Short exercise => Copy every one of the records below word for word, leaving out the pictures.

Material to process =>
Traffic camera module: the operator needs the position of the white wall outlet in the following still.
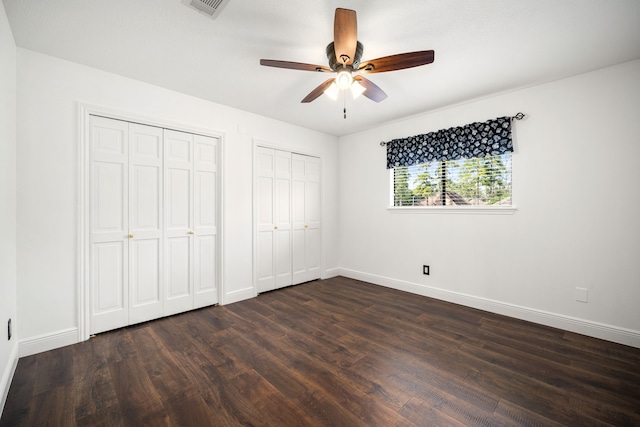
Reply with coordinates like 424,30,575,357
575,288,589,302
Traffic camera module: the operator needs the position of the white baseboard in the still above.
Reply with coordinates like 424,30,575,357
340,268,640,348
0,345,18,417
18,328,80,357
220,286,258,305
322,268,340,279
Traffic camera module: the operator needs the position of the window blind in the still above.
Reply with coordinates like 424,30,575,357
393,154,512,206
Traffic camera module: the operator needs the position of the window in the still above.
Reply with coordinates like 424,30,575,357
391,154,512,207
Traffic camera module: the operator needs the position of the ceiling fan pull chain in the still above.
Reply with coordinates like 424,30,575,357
342,91,347,120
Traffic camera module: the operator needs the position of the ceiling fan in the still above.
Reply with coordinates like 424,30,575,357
260,8,434,103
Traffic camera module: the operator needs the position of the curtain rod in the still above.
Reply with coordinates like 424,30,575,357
380,113,526,147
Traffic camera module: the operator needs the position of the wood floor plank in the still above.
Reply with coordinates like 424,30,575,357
0,277,640,427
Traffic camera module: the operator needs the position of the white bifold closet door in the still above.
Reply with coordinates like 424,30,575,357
291,154,320,284
88,116,218,334
256,147,320,292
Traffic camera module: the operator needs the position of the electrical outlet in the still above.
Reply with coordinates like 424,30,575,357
575,288,589,302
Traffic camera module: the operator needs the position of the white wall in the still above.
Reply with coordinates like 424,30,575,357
339,61,640,347
0,3,18,413
17,49,338,354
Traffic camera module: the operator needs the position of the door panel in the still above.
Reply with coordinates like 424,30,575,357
194,235,218,308
88,117,129,334
273,150,293,288
256,147,276,292
87,116,219,334
192,135,218,308
92,161,127,237
93,242,127,315
164,130,195,315
129,123,164,324
292,154,320,284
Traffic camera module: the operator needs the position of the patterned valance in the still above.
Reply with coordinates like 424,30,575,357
386,117,513,169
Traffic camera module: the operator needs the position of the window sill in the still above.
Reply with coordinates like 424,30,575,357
387,206,516,215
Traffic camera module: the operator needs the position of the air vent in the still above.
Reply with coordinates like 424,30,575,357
182,0,229,19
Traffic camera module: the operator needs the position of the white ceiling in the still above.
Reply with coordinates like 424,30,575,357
3,0,640,135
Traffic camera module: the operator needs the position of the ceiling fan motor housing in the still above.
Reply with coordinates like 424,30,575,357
327,42,364,72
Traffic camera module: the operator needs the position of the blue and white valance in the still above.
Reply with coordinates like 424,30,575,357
386,117,513,169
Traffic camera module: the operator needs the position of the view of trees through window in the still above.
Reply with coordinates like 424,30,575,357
393,154,511,206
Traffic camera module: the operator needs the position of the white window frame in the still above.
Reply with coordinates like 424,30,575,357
387,153,517,215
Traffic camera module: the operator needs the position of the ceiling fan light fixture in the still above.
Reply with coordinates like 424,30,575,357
349,80,366,99
336,69,353,90
324,81,340,101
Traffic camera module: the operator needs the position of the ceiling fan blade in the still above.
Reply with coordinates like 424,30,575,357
300,79,335,104
260,59,332,73
353,76,387,102
358,50,435,73
333,8,358,65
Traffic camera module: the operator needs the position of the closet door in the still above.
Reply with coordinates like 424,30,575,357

Answer for this exercise =>
Traffic camera module: the operator needs the position of the white wall outlet in the following still.
Reply with coordinates like 424,30,575,357
575,288,589,302
Traffic camera module: the operator needs the position of the white baseboard in the still above.
Reply with coordinates like 424,30,575,357
340,268,640,348
0,345,18,417
18,328,80,357
220,286,258,305
322,268,340,279
Traffic camera module: the operator needs the position of the window blind in the still above.
Reply with coordinates like 424,30,575,357
393,154,512,206
Traffic camera module: the operator needs the position of the window in the still above.
Reply with coordinates like 424,30,575,357
391,154,512,207
Traffic camera module: the operator needs the position of the ceiling fan pull chain in the still above.
Reply with coordinates like 424,30,575,357
342,91,347,120
Traffic camera module: the operator needs the position of the ceiling fan in the still above.
Reply with coordinates like 424,30,575,357
260,8,434,103
Traffic camera module: the operator needs the position of the curtain rod in the still above.
Reply with coordinates like 424,30,575,357
380,113,526,147
Traffic camera module: the operator needs the position of the wood floor plank in the still above.
Reply with coordinates like 424,30,575,357
0,277,640,427
Traffic camera module: the operator needs the position of the white bifold closet door in the still above.
Reply with coordinates like 424,30,575,357
291,154,320,284
88,116,218,334
256,147,320,292
Traffic camera module: the operator needs the position of the electrical outlet in the still above.
Reply with coordinates like 424,30,575,357
575,288,589,302
Traffic camera module: the operator needs the position of the white wall in the still above.
Reply with coordinates like 424,30,575,357
339,61,640,347
0,3,18,413
17,49,338,354
Traffic camera module: the operator needs the position of the door panel in the still above.
Reply with coordinates like 424,30,575,357
194,235,218,308
88,117,129,334
273,150,293,288
256,147,276,292
87,116,219,334
192,135,218,308
92,161,127,237
93,242,127,315
164,130,195,315
129,123,164,324
292,154,320,284
Traffic camera module: the operator needs the position of the patterned valance in the still above.
Reply with coordinates like 424,30,575,357
386,117,513,169
Traffic camera module: the operator needs the position of the window sill in the still above.
Reply with coordinates like 424,30,575,357
387,206,516,215
Traffic camera module: the operator needs the position of the air vent in the still above.
Reply with coordinates like 424,30,575,357
182,0,229,19
Traffic camera module: the operator needs the position of the white ceiling in the still above.
Reply with coordinates like 424,30,575,357
3,0,640,135
Traffic camera module: the operator needs the position of the ceiling fan motor housing in the still above.
Reply with coordinates like 424,30,575,357
327,42,364,72
Traffic camera module: the operator needs the position of the blue and white valance in the still above.
Reply with coordinates like 424,30,575,357
386,117,513,169
Traffic camera module: the operator needs the position of the view of trees through window in the still above.
Reply with coordinates like 424,30,575,357
393,154,511,206
Traffic camera module: the operator needs the position of the white window frame in the still above.
Reply with coordinates like 424,30,575,357
387,153,517,215
Traffic camera module: the operator needs the position of the ceiling fan light fixture in the still above.
Reply with coordinates like 424,30,575,357
349,80,366,99
336,69,353,90
324,81,340,101
Traffic camera module: the operator needs the position of the ceiling fan blade in the still above.
Reply with coordinates like 424,30,575,357
300,79,335,104
260,59,332,73
353,76,387,102
358,50,435,73
333,8,358,65
Traffic camera module: the operator needs the position of the closet door in the still above.
Reply with coordinates like 424,30,575,357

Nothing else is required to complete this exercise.